### [Request]
Reproduce the Hakluyt remembrances on English clothing and trade in Turkey below word for word, with the same spelling and punctuation.

### [Source document]
-------------------------
Remembrances for master S. to give him the better occasion to informe himselfe of some things in England, and after of some other things in Turkie, to the great profite of the Common weale of this Countrey. Written by the foresayd master Richard Hakluyt, for a principall English Factor at Constantinople 1582.
SINCE all men confesse (that be not barbarously bred) that
men are borne as well to seeke the common commoditie
of their Countrey, as their owne private benefite, it may
seeme follie to perswade that point, for each man meaneth
so to doe. But wherein men should seeke the common
commoditie, and what way, and by what meane that is to
bee brought about, is the point or summe of the matter,
since every good man is ready to imploy his labour. This
is to bee done by an infinite sort of meanes, as the number
of things bee infinite that may bee done for common
benefite of the Realme. And as the chiefe things so to
bee done be divers, so are they to bee done by divers men,
as they bee by wit and maner of education more fit, or
lesse fit, for this and for that. And for that of many
things that tend to the common benefite of the State,
some tend more, and some lesse, I finde that no one
thing, after one other, is greater then Clothing, and the
things incident to the same. And understanding that you
are of right good capacitie, and become a Factor at
Constantinople, and in other partes in
Turkie, I finde no
man fitter of all the English Factors there, then you.
-------------------------
### [Data section]
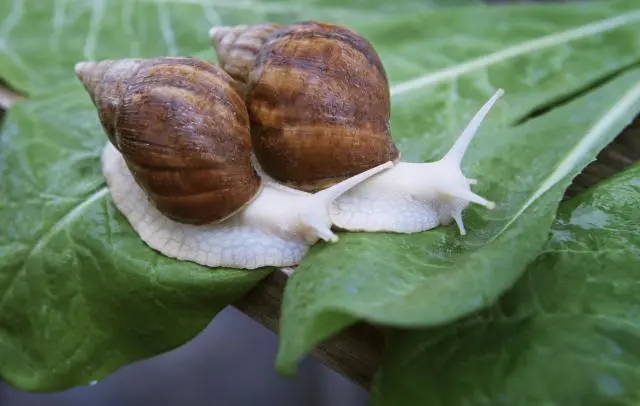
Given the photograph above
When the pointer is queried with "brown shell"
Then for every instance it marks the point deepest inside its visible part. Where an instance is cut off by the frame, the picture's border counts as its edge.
(184, 133)
(319, 105)
(237, 46)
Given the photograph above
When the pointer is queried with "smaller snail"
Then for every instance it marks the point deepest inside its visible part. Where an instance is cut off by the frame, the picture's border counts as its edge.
(178, 165)
(319, 104)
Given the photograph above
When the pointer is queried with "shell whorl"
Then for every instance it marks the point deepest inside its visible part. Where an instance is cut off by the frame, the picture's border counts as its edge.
(105, 82)
(237, 46)
(183, 131)
(319, 105)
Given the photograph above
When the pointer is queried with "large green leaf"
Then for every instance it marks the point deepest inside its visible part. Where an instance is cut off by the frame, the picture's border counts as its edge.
(80, 294)
(568, 333)
(437, 276)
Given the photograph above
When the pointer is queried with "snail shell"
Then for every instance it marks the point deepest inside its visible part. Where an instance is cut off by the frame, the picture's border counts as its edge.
(238, 46)
(192, 159)
(318, 101)
(178, 166)
(319, 106)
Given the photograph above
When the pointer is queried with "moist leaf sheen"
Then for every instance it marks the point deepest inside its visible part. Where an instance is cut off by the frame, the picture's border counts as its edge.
(437, 276)
(568, 333)
(80, 295)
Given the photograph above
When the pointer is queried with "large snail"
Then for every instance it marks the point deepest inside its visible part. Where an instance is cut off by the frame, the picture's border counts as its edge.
(178, 165)
(319, 105)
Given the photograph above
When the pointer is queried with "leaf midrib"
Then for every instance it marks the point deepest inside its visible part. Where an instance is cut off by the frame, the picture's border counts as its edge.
(513, 51)
(597, 131)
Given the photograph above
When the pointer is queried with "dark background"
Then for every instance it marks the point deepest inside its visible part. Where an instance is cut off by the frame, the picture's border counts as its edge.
(230, 363)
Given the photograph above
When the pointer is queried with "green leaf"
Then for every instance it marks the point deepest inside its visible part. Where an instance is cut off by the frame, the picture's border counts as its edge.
(568, 333)
(80, 294)
(40, 41)
(538, 55)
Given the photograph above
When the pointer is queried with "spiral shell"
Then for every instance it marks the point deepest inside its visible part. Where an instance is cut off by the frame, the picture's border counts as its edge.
(237, 46)
(319, 105)
(183, 131)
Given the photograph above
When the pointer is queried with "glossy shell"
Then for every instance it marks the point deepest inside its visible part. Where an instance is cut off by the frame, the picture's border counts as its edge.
(319, 106)
(183, 131)
(237, 46)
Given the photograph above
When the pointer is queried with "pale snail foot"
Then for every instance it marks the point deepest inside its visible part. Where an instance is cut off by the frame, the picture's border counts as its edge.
(415, 197)
(276, 229)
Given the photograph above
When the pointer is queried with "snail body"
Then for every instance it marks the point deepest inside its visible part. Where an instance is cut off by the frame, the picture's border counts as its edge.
(318, 101)
(178, 164)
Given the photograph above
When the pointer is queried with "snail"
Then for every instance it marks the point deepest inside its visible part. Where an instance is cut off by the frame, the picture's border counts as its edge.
(178, 165)
(319, 105)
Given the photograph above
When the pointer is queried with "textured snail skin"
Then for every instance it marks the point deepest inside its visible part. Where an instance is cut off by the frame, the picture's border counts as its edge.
(414, 197)
(165, 143)
(318, 102)
(276, 229)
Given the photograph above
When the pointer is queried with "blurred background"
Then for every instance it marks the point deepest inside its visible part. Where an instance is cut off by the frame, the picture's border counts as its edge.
(230, 363)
-------------------------
### [Task response]
Remembrances for master S. to give him the better occasion to informe himselfe of some things in England, and after of some other things in Turkie, to the great profite of the Common weale of this Countrey. Written by the foresayd master Richard Hakluyt, for a principall English Factor at Constantinople 1582.
SINCE all men confesse (that be not barbarously bred) that
men are borne as well to seeke the common commoditie
of their Countrey, as their owne private benefite, it may
seeme follie to perswade that point, for each man meaneth
so to doe. But wherein men should seeke the common
commoditie, and what way, and by what meane that is to
bee brought about, is the point or summe of the matter,
since every good man is ready to imploy his labour. This
is to bee done by an infinite sort of meanes, as the number
of things bee infinite that may bee done for common
benefite of the Realme. And as the chiefe things so to
bee done be divers, so are they to bee done by divers men,
as they bee by wit and maner of education more fit, or
lesse fit, for this and for that. And for that of many
things that tend to the common benefite of the State,
some tend more, and some lesse, I finde that no one
thing, after one other, is greater then Clothing, and the
things incident to the same. And understanding that you
are of right good capacitie, and become a Factor at
Constantinople, and in other partes in
Turkie, I finde no
man fitter of all the English Factors there, then you.